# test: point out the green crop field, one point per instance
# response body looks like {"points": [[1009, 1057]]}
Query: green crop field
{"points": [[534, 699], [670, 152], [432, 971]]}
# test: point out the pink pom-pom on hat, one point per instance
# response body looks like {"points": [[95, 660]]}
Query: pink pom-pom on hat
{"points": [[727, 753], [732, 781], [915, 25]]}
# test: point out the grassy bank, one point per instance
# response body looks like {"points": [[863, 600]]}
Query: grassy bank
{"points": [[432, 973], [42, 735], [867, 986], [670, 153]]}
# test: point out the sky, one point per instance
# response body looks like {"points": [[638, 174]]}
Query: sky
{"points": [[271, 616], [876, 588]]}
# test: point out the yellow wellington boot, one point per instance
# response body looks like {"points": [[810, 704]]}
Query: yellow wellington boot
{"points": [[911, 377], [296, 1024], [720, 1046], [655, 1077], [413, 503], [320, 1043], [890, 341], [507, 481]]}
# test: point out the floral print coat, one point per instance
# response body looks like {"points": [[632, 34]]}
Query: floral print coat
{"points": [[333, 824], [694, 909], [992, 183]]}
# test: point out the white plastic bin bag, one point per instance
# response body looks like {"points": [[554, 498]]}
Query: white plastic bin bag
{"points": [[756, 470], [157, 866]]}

---

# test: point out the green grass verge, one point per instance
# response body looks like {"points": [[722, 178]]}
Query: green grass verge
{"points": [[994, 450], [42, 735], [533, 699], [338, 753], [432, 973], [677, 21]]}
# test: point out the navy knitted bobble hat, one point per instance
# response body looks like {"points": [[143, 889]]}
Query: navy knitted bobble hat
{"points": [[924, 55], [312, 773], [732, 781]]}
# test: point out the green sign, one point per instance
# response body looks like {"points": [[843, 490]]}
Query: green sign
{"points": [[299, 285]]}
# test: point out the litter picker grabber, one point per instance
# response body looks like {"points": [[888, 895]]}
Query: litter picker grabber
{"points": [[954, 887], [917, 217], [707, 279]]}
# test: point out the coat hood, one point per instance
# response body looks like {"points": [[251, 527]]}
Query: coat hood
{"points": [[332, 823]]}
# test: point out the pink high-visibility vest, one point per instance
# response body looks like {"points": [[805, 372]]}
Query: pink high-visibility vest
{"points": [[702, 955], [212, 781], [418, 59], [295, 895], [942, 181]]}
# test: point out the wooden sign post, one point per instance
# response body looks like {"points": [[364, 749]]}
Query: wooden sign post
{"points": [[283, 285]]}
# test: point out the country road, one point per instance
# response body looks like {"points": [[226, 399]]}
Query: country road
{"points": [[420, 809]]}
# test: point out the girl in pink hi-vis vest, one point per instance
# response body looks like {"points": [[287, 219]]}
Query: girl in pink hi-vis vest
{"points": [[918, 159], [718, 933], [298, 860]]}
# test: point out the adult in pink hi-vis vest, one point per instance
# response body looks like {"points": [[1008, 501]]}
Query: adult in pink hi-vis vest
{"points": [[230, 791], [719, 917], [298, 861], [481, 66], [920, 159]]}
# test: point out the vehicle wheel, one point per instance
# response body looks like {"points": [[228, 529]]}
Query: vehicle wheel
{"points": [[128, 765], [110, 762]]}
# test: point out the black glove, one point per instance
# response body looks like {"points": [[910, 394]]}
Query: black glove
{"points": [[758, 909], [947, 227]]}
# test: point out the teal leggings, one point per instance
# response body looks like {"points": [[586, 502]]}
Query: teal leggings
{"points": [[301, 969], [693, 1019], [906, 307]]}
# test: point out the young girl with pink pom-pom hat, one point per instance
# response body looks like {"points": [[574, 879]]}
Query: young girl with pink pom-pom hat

* * *

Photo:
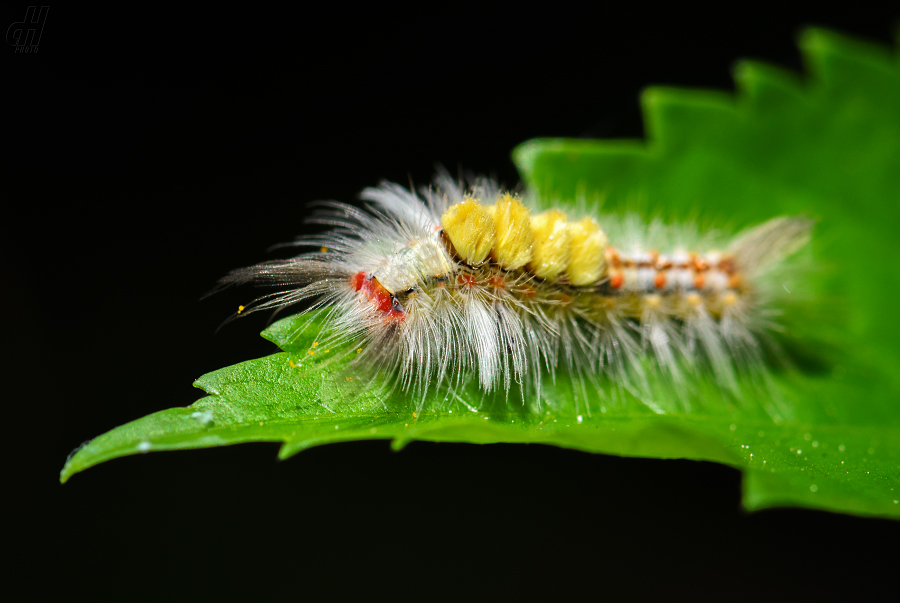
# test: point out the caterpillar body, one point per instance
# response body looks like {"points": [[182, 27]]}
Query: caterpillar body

* _SET TASK_
Please recast the records above as a Markdown table with the columns "Row" and "Line", starting at the line that contains "# test: point out the black" and ending at the line that contains "Query: young girl with pink pom-pom hat", both included. Number each row and leave out blank lines.

* _ANSWER FOR THIS EXERCISE_
| Row | Line |
|---|---|
| 1 | # test: point out the black glove, one point per instance |
| 2 | # response body looks like {"points": [[910, 394]]} |
| 3 | Query: black glove |
| 4 | {"points": [[758, 909], [947, 227]]} |
| 5 | # test: point out the teal leggings, one point per instance |
| 6 | # response body looks like {"points": [[586, 502]]} |
| 7 | Query: teal leggings |
| 8 | {"points": [[301, 969], [693, 1019], [906, 307]]} |
| 9 | # test: point out the young girl with pink pom-pom hat, one point per instance |
| 10 | # response body looks like {"points": [[574, 879]]} |
| 11 | Query: young girl with pink pom-pom hat |